Исходный запрос 1> Найдите в записях все строки, где встречается слово «record», и выпишите каждую из них целиком. Регистр учитывается.

------------------------

Защита смехом

№ 2010 / 5, 23.02.2015

В хронике жизни Венедикта Ерофеева утверждается: «с 1958 по 1975 жил без прописки, работал магазинным грузчиком в Коломне, подсобником каменщика и приёмщиком винной посуды в Москве

В хронике жизни Венедикта Ерофеева утверждается: «с 1958 по 1975 жил без прописки, работал магазинным грузчиком в Коломне, подсобником каменщика и приёмщиком винной посуды в Москве, истопником-кочегаром во Владимире, дежурным отделения милиции в Орехово-Зуеве, бурильщиком в геологической партии (Украина), библиотекарем, монтажником кабельных линий связи в различных городах России, Литвы и Белоруссии…»


Как он справлялся со своими обязанностями в Орехово-Зуеве, где и что он бурил на Украине – доподлинно неизвестно. Да и не этим он нам интересен.


Чтобы трезво оценивать вздор жизни, иногда следует подчитывать поэму «Москва–Петушки» Венедикта Ерофеева. Это как иным в Трускавце полезно побывать, так другим – «Петушки» полистать.



О неофициальном мироощущении



Помнится, первая мысль при чтении была очень странной: здорово, что это уже написано! И ощущение: автор, написав это, себя погубил. Поэтому в восторженности не было высокого благородства открывателя новых широт. Скорее наоборот. Но (с затаённым дыханием): здорово!


Все с готовностью восхитились: поэма!






Майстрова Мария. Иллюстрация  к поэме «Москва-Петушки»

------------------------

Исходный запрос 2> В каком городе, согласно фрагменту текста, Венедикт Ерофеев работал истопником-кочегаром?

Исходные данные>
------------------------

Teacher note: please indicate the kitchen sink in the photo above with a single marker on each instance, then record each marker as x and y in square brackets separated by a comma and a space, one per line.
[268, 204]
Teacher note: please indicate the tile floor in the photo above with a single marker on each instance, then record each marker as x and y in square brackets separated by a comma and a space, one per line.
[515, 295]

------------------------

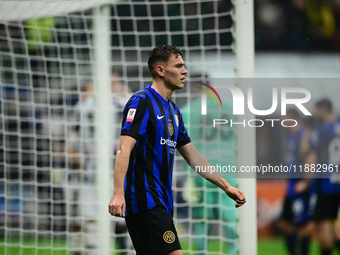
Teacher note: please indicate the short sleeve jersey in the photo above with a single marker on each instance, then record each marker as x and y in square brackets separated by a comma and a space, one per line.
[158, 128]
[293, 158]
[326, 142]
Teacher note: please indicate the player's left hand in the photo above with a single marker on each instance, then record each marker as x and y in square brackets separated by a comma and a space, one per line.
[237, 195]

------------------------

Полный ответ 1>
Teacher note: please indicate the kitchen sink in the photo above with a single marker on each instance, then record each marker as x and y in square brackets separated by a comma and a space, one per line.
Teacher note: please indicate the tile floor in the photo above with a single marker on each instance, then record each marker as x and y in square brackets separated by a comma and a space, one per line.
Teacher note: please indicate the short sleeve jersey in the photo above with a single marker on each instance, then record each marker as x and y in square brackets separated by a comma and a space, one per line.
Teacher note: please indicate the player's left hand in the photo above with a single marker on each instance, then record each marker as x and y in square brackets separated by a comma and a space, one per line.

Полный ответ 2> Во Владимире.